EXERCISE DESCRIPTION -
In the material below, turn the part that opens with the line containing "The image above contains the crosswalk" and closes with the line containing "31,180 -> 63,188" into a numbered list, one line per item, with blank lines left out. Include both of those lines and nothing outside that part.

===============

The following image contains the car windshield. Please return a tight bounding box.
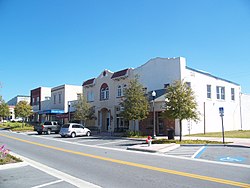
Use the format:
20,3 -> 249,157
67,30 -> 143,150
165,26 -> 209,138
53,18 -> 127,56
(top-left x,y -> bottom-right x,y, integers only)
62,124 -> 70,128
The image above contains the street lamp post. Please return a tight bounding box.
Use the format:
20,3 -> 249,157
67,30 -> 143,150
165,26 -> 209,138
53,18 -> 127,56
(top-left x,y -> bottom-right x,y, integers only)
68,101 -> 70,122
152,91 -> 156,138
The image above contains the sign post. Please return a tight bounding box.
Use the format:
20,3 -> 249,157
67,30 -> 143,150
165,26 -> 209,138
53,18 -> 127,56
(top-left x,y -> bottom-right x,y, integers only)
219,107 -> 225,144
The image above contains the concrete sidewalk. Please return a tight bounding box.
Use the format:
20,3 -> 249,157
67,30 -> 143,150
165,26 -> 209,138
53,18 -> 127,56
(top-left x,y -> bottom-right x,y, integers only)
127,136 -> 250,153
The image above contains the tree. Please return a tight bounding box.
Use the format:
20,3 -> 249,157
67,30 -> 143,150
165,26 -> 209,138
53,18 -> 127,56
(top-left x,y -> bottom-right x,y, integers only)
14,101 -> 33,122
165,81 -> 199,141
120,77 -> 149,131
74,95 -> 95,123
0,100 -> 10,118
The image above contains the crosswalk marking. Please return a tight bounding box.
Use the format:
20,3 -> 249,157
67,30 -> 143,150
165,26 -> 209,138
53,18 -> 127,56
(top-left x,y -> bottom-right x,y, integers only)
165,146 -> 202,158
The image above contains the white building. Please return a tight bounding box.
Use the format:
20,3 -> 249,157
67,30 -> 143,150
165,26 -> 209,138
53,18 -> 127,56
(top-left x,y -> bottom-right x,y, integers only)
46,84 -> 82,121
7,95 -> 30,120
83,57 -> 250,135
30,87 -> 51,122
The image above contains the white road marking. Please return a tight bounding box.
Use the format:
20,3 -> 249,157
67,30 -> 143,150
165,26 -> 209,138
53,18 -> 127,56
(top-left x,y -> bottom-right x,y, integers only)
11,152 -> 100,188
96,140 -> 128,146
0,162 -> 28,170
191,146 -> 205,158
7,132 -> 250,169
31,180 -> 63,188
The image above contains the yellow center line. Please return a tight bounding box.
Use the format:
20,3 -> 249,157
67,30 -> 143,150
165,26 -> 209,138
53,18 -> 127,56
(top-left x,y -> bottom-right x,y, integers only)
0,134 -> 250,188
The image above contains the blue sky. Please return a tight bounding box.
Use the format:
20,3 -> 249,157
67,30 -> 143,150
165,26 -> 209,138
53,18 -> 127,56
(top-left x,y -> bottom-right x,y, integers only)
0,0 -> 250,101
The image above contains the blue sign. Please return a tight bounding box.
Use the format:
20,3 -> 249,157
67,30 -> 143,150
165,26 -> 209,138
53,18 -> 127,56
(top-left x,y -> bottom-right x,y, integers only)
219,107 -> 224,116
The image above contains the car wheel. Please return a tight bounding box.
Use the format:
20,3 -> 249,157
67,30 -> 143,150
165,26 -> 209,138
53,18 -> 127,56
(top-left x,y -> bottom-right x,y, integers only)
71,132 -> 76,138
47,129 -> 51,134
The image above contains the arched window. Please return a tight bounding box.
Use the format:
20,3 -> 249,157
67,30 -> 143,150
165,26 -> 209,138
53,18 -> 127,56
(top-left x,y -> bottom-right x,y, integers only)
117,86 -> 122,97
100,83 -> 109,101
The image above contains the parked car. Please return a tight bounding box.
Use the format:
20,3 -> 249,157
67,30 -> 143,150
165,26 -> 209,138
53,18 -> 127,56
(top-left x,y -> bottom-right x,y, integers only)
34,121 -> 61,134
59,123 -> 91,138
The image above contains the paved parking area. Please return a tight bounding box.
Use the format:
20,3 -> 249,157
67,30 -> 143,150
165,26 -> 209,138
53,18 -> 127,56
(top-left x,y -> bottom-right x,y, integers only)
0,165 -> 75,188
21,132 -> 250,165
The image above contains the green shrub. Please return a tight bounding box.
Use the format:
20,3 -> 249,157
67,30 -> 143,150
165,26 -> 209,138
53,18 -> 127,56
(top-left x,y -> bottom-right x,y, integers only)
0,154 -> 22,165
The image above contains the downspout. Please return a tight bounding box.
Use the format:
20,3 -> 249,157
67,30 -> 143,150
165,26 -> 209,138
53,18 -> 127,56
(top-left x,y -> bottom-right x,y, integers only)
239,92 -> 242,131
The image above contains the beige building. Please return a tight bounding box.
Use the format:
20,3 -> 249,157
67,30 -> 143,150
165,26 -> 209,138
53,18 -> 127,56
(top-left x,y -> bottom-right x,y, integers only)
82,57 -> 250,135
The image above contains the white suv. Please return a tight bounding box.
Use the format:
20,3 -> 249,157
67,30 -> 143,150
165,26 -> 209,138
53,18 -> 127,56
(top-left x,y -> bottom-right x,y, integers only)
59,123 -> 91,138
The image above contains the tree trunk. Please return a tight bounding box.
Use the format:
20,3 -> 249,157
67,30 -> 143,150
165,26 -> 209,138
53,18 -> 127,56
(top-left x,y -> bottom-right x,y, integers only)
180,120 -> 182,142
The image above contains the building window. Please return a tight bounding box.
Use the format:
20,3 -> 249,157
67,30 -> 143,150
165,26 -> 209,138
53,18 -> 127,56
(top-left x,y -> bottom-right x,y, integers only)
58,93 -> 62,104
87,91 -> 94,102
122,84 -> 127,96
186,82 -> 191,88
100,83 -> 109,101
117,86 -> 122,97
36,97 -> 39,105
207,85 -> 211,99
231,88 -> 235,101
216,86 -> 225,100
54,95 -> 56,104
76,93 -> 81,100
45,97 -> 50,101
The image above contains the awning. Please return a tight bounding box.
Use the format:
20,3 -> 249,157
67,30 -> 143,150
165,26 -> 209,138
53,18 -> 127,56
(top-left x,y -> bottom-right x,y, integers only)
38,109 -> 64,114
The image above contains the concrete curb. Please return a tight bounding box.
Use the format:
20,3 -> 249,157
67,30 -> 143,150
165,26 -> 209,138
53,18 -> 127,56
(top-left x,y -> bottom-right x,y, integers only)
0,162 -> 28,171
181,143 -> 250,148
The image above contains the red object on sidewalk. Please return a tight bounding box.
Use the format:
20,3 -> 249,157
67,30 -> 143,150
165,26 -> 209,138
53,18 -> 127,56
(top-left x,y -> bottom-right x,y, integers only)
146,136 -> 152,143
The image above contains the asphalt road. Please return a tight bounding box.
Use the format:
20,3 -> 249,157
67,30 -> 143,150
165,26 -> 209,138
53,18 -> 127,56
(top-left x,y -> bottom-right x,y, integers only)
0,131 -> 250,188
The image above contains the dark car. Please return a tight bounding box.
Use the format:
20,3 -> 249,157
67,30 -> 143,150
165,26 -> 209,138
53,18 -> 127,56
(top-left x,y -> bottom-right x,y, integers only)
34,121 -> 61,134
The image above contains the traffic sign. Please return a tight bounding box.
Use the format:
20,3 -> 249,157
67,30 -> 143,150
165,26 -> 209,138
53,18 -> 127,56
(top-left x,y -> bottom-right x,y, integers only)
219,107 -> 224,116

===============

ANSWER TO THIS TASK -
1. The image above contains the crosswalk marking. Please return a tight bounding box.
2. Use the format:
3. 20,3 -> 249,157
4. 67,30 -> 143,150
5. 165,26 -> 209,138
6. 53,18 -> 127,56
7. (top-left x,y -> bottom-right x,y, integers only)
8. 165,146 -> 202,158
9. The image above contains the white building. Please return a tight bounding box.
10. Use the format:
11. 20,3 -> 249,157
12. 67,30 -> 143,150
13. 165,26 -> 209,138
14. 53,18 -> 127,56
15. (top-left x,y -> bottom-right x,y, integers only)
16. 46,84 -> 82,121
17. 7,95 -> 30,120
18. 83,57 -> 250,135
19. 30,87 -> 51,122
20. The image above contains the white road marking. Please return a tight bounding box.
21. Use the format:
22. 20,3 -> 249,157
23. 67,30 -> 143,150
24. 165,26 -> 209,138
25. 53,18 -> 127,56
26. (top-left x,y -> bottom-right x,y, integers only)
27. 11,152 -> 100,188
28. 96,140 -> 128,146
29. 0,162 -> 28,170
30. 191,146 -> 205,158
31. 7,132 -> 250,169
32. 31,180 -> 63,188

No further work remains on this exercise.